**Problem:** Each line of the records is to be copied verbatim.

──────── Extracted entries ────────

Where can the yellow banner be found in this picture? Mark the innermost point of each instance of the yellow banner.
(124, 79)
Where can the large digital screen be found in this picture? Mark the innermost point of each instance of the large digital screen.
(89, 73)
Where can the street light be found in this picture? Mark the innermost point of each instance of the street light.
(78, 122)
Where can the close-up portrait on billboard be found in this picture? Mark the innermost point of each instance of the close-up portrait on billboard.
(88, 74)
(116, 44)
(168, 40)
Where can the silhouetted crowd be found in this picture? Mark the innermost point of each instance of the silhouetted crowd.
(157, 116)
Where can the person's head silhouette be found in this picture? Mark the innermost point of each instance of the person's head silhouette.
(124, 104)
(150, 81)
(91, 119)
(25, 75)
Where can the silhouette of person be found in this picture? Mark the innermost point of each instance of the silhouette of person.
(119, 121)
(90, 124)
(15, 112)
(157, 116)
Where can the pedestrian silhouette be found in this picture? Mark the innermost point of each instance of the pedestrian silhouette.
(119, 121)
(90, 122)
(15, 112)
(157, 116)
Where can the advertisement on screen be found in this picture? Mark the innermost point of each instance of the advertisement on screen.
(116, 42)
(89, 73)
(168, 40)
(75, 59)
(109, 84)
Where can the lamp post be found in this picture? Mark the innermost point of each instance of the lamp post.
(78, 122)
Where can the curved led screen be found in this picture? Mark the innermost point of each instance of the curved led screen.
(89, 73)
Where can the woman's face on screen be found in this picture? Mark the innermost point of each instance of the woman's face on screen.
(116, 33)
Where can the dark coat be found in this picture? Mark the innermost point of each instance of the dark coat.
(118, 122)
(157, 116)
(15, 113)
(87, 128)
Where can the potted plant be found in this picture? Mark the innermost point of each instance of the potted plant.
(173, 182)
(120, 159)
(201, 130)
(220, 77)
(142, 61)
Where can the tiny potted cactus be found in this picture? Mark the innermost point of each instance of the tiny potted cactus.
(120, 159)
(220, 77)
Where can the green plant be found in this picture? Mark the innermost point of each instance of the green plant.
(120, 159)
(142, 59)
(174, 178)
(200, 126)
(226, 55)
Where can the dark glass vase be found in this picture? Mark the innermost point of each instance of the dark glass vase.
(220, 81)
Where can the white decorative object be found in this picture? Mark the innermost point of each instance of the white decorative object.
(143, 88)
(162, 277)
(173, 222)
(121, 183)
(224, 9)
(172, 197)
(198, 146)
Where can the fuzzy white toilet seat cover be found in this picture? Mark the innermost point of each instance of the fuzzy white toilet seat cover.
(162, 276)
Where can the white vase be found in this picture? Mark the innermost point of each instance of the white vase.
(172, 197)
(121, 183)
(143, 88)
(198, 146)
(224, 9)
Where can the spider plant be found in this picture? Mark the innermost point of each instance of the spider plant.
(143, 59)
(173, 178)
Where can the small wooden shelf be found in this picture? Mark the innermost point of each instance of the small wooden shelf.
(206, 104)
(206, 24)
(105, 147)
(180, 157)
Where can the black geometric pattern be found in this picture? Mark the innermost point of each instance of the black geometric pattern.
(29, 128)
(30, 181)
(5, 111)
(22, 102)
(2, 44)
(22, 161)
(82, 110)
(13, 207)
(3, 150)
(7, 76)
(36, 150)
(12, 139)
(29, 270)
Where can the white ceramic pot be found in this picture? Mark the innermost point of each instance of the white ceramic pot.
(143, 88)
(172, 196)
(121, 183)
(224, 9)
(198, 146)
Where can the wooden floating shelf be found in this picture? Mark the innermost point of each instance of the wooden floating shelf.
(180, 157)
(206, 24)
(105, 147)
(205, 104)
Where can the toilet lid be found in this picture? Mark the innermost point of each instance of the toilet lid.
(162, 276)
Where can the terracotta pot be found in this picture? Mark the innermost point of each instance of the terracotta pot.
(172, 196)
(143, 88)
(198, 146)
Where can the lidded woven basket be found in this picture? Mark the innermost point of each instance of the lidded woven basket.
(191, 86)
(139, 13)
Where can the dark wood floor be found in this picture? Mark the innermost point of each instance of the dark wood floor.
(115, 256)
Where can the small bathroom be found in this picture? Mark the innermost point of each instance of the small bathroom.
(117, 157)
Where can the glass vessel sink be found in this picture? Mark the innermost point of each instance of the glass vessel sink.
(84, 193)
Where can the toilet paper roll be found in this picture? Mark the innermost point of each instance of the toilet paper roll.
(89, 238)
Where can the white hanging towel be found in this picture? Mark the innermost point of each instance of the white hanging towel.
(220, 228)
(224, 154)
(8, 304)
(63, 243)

────────

**Answer for this exercise:**
Where can the yellow banner be found in this picture? Mark the innermost point of each instance of the yellow banner.
(124, 79)
Where can the large digital screen be found in this picture? Mark the innermost point of each instance of the large digital screen.
(89, 73)
Where can the street light be found in this picture? Mark the innermost point of each instance of the street light.
(78, 122)
Where can the close-up portrait on billboard be found in this picture? Mark the innermost point of each instance of the close-up portrait on billboard.
(88, 74)
(116, 44)
(168, 40)
Where can the silhouetted crowd be found in this picture? Mark the innermost point of each instance of the silhouetted crowd.
(157, 116)
Where can the person's head silhouette be found in this picture? Mark the innermost point of each instance of the person's head silhouette.
(124, 104)
(150, 81)
(91, 119)
(25, 75)
Where can the silhouette of person be found in this picture? Mark the innermost point of each instance of the silhouette of person.
(119, 121)
(90, 124)
(15, 112)
(157, 116)
Where can the pedestrian silhouette be found in this picture? Mark the innermost point of each instance of the pedestrian silhouette.
(119, 121)
(90, 122)
(15, 112)
(157, 116)
Where can the advertisement on screen be found in this picture? Mark the innermost point of each instance of the advertisement on screen.
(116, 42)
(89, 73)
(168, 40)
(75, 59)
(109, 84)
Where can the lamp post be found in this picture? Mark the innermost point of each instance of the lamp post.
(78, 122)
Where can the curved led screen be found in this picture? Mark the innermost point of each instance of the curved led screen.
(89, 73)
Where can the woman's face on screen be found in this picture? Mark the innermost point of each instance of the woman's face on screen.
(116, 33)
Where can the dark coat be found in this picture? Mark the innermost point of each instance of the dark coat.
(118, 122)
(157, 116)
(15, 113)
(87, 128)
Where can the potted plant be found in this picture? Mark the innermost point of each instance of the potted plant.
(173, 182)
(120, 159)
(201, 130)
(220, 77)
(142, 61)
Where can the tiny potted cactus be found in this picture? Mark the innermost point of each instance of the tiny potted cactus.
(120, 159)
(220, 77)
Where can the green plant be found in this picture? Mark the innermost point of each instance of the green plant.
(120, 159)
(142, 59)
(174, 178)
(200, 126)
(226, 55)
Where can the dark glass vase be found in this picture? Mark the innermost point of each instance of the dark glass vase.
(220, 81)
Where can the white decorative object be found in this picture? Mark the innermost point of each instance of the white decorative object.
(143, 88)
(162, 277)
(173, 222)
(121, 183)
(224, 9)
(172, 197)
(198, 146)
Where can the fuzzy white toilet seat cover be found in this picture? Mark the innermost point of each instance of the fuzzy white toilet seat cover.
(162, 276)
Where can the white vase be found in this picture? Mark the innermost point of each instance of the white vase.
(172, 197)
(121, 183)
(143, 88)
(198, 146)
(224, 9)
Where can the spider plant be found in this picture? Mark the innermost point of each instance of the spider plant.
(143, 59)
(173, 178)
Where can the small wooden shelf be found in this picture? Mark the innermost point of each instance of the small wooden shelf.
(206, 104)
(206, 24)
(105, 147)
(180, 157)
Where can the black geometric pattern be found in this picture? Mark the innermost point of each instance of the black geometric pattern.
(29, 128)
(30, 181)
(5, 111)
(22, 102)
(2, 44)
(22, 161)
(82, 110)
(13, 207)
(3, 150)
(7, 76)
(36, 150)
(12, 139)
(29, 270)
Where can the white ceramic pot be found in this picture? Mark the innermost point of each instance of the white ceramic pot.
(143, 88)
(172, 196)
(121, 183)
(224, 9)
(198, 146)
Where can the wooden floating shelf be found in this picture? Mark the innermost point of each instance of the wooden floating shelf.
(180, 157)
(206, 24)
(105, 147)
(205, 104)
Where can the toilet lid be found in this picture? Mark the innermost point of each instance of the toilet lid.
(162, 276)
Where can the terracotta pot be found in this picture? Mark the innermost point of each instance of the terracotta pot.
(172, 196)
(143, 88)
(198, 146)
Where can the lidded woven basket be found in this picture? Mark the innermost point of each instance of the lidded woven basket.
(191, 86)
(139, 13)
Where can the dark wood floor be found in this picture? Mark the innermost point of each instance of the dark wood floor.
(115, 256)
Where can the small bathroom be found in this picture? Mark the innermost point of each instance of the small bathroom.
(117, 157)
Where can the glass vessel sink be found in this picture? Mark the innermost point of each instance of the glass vessel sink.
(84, 193)
Where can the toilet paper roll be found in this picture? Mark the innermost point of each instance of the toilet paper roll.
(89, 238)
Where can the white hanging towel be found in this picture? Mark the innermost point of each instance of the white hanging towel.
(220, 228)
(224, 154)
(8, 304)
(63, 243)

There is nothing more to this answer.